SOURCE TEXT:
#####

CARVIEW |
Four short links: 1 June 2010
Legal XML, Big Social Data, Crowdsourcing Tips, Copyright Balkanization
by Nat Torkington | @gnat | comments: 1
- XML in Legislature/Parliament Environments (Sean McGrath) -- quite detailed background on the use of XML in legislation drafting systems, and the problems caused by convention in that world--page/line number citations, in particular. (Quick gloat: NZ's legislature management system is kick-ass, and soon we'll switch from print authoritative to digital authoritative)
- Large-Scale Social Media Analysis with Hadoop -- In this tutorial we will discuss the use of Hadoop for processing large-scale social data sets. We will first cover the map/reduce paradigm in general and subsequently discuss the particulars of Hadoop's implementation. We will then present several use cases for Hadoop in analyzing example data sets, examining the design and implementation of various algorithms with an emphasis on social network analysis. Accompanying data sets and code will be made available. (via atlamp on Delicious)
- Breaking Monotony with Meaning; Motivation in Crowdsourcing Markets (Crowdflower) -- This finding has important implications for those who employ labor in crowdsourcing markets. Companies and intermediaries should develop an understanding of what motivates the people who work on tasks. Employers must think beyond monetary incentives and consider how they can reward workers through non-monetary incentives such as by changing how workers perceive their task. Alienated workers are less likely to do work if they don’t know the context of the work they are doing and employers may find they can get more work done for the same wages simply by telling turkers why they are working.
- Balkanizing the Web -- The very absurdity of the global digital system is revealing itself. It created all the instruments for global access and, then, turned around and arbitrarily restricted its commercial use, paving the way for piracy. Think about it: our broadband networks now allow seamless streaming of films, TV shows, music and, soon, of a variety of multimedia products; we have created sophisticated transaction systems; we are getting extraordinary devices to enjoy all this; there is a growing English-speaking population that, for a significant part of it, is solvent and eager to buy this globalized culture and information. But guess what? Instead of a well-crafted, smoothly flowing distribution (and payment) system, we have these Cupertino, Seattle or Los Angeles-engineered restrictions. The U.S. insists on exporting harsh copyright penalties and restrictions, while not exporting license agreements and Fair Use, so the rest of the world gets very grumpy.
tags: big data, copyright, Crowdflower, crowdsourcing, gov20, hadoop, social graph, xml
| comments: 1
submit:
Four short links: 31 May 2010
Data and Context, Twitpic Hot or Not, Failing to Save Journalism, Flash in Javascript
by Nat Torkington | @gnat | comments: 0
- Transparency is Not Enough (danah boyd) -- we need people to not just have access to the data, but have access to the context surrounding the data. A very thoughtful talk from Gov 2.0 Expo about meaningful data release.
- Feed6 -- the latest from Rohit Khare is a sort of a "hot or not" for pictures posted to Twitter. Slightly addictive, while somewhat purposeless. Remarkable for how banal the "most popular" pictures are, it reminds me of the way Digg, Reddit, and other such sites trend towards the uninteresting and dissatisfying. Flickr's interestingness still remains one of the high points of user-curated notability. (via rabble on Twitter)

#####

ROWS:
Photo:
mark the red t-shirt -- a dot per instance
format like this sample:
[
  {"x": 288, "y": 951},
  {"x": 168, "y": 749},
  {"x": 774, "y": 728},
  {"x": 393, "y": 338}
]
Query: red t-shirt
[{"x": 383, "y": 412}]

#####

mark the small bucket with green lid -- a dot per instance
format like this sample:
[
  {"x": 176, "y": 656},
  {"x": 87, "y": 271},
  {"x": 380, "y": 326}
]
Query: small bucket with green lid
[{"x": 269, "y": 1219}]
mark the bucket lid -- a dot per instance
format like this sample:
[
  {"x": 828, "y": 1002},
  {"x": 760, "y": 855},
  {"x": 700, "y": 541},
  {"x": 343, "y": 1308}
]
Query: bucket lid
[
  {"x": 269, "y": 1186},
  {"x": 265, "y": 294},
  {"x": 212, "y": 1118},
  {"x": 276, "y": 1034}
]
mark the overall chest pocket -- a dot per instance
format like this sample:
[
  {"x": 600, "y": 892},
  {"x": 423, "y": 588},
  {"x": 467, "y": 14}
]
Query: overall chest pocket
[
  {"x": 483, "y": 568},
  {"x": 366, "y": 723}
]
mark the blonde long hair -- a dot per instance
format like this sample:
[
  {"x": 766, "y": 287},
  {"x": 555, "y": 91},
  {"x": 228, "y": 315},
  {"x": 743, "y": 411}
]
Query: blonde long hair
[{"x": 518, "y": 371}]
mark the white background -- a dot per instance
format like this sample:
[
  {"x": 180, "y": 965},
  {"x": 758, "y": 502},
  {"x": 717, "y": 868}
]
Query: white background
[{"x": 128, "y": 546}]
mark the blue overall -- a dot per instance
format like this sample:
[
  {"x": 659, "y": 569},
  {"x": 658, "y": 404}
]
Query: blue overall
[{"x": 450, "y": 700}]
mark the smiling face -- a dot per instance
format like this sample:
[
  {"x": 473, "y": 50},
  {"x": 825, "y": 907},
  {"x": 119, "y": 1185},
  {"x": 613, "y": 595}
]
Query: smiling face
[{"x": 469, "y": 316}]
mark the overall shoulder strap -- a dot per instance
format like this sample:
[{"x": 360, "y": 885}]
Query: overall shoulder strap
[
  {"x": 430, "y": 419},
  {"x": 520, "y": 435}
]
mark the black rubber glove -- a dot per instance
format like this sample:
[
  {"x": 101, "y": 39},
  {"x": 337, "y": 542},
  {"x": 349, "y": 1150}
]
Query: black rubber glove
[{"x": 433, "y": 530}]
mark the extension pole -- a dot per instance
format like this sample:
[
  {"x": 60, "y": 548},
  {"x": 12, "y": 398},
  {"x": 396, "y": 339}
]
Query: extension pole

#####

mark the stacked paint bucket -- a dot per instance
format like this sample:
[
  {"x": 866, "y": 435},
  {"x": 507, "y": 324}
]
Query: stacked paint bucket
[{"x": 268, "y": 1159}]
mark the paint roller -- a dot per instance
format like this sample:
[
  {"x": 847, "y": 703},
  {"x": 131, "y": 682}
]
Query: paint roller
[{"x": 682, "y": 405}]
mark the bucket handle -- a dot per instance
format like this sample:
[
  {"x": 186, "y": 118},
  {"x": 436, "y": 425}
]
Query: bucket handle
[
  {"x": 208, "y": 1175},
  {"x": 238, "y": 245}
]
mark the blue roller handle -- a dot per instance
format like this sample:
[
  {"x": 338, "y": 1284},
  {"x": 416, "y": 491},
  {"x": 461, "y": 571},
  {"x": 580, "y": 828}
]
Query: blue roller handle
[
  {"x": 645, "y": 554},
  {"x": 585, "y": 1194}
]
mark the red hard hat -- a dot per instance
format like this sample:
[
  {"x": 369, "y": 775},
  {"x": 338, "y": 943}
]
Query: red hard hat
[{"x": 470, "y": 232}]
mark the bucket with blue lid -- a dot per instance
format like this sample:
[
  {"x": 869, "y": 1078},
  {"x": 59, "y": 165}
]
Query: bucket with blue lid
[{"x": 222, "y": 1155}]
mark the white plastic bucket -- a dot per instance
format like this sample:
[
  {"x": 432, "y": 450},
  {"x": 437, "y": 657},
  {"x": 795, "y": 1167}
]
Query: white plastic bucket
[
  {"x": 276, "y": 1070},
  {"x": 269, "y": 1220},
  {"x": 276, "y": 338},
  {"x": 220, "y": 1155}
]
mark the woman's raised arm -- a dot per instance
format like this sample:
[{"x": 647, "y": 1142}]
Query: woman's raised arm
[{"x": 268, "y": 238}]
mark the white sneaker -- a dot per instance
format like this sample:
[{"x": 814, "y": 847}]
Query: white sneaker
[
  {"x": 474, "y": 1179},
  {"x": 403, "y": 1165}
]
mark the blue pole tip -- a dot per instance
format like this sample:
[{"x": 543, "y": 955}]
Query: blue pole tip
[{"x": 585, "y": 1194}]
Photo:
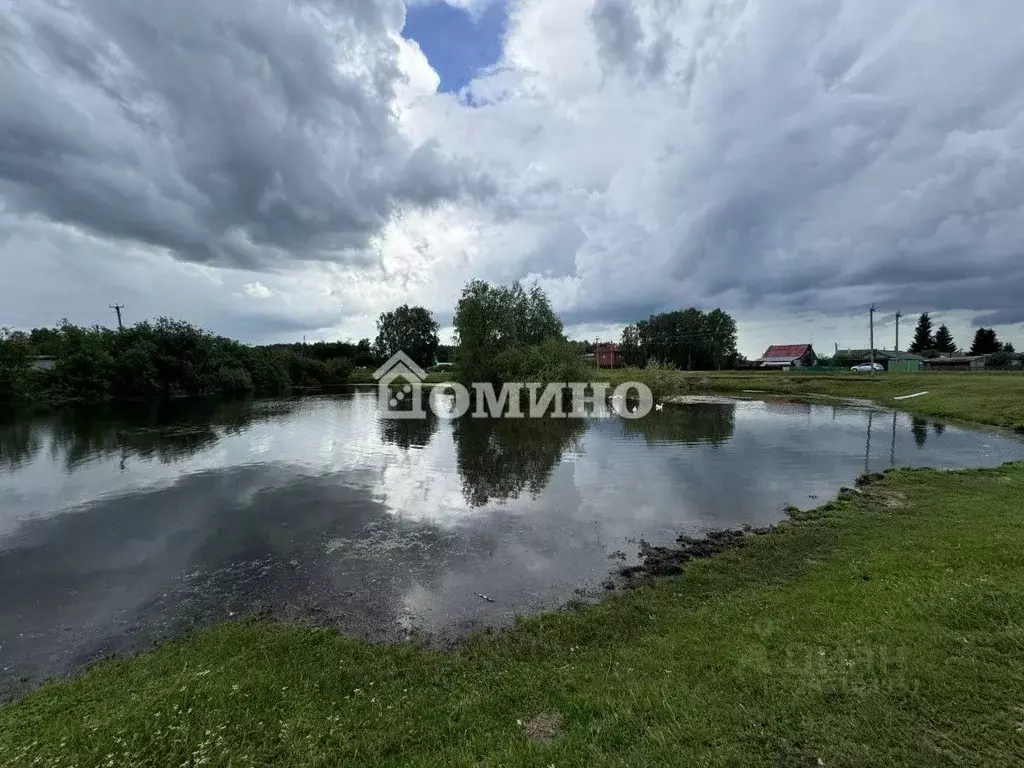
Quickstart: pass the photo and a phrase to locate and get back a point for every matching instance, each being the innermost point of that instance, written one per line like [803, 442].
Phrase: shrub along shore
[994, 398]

#####

TASKS TO PERFORM:
A) From the links post above, write out word for word the part that opens with the words "- Feed6 -- the" and closes with "rabble on Twitter)".
B) According to the "Balkanizing the Web" item in the links post above, what does the U.S. insist on exporting?

TASK-BY-TASK OUTPUTS:
A)
- Feed6 -- the latest from Rohit Khare is a sort of a "hot or not" for pictures posted to Twitter. Slightly addictive, while somewhat purposeless. Remarkable for how banal the "most popular" pictures are, it reminds me of the way Digg, Reddit, and other such sites trend towards the uninteresting and dissatisfying. Flickr's interestingness still remains one of the high points of user-curated notability. (via rabble on Twitter)

B) Harsh copyright penalties and restrictions.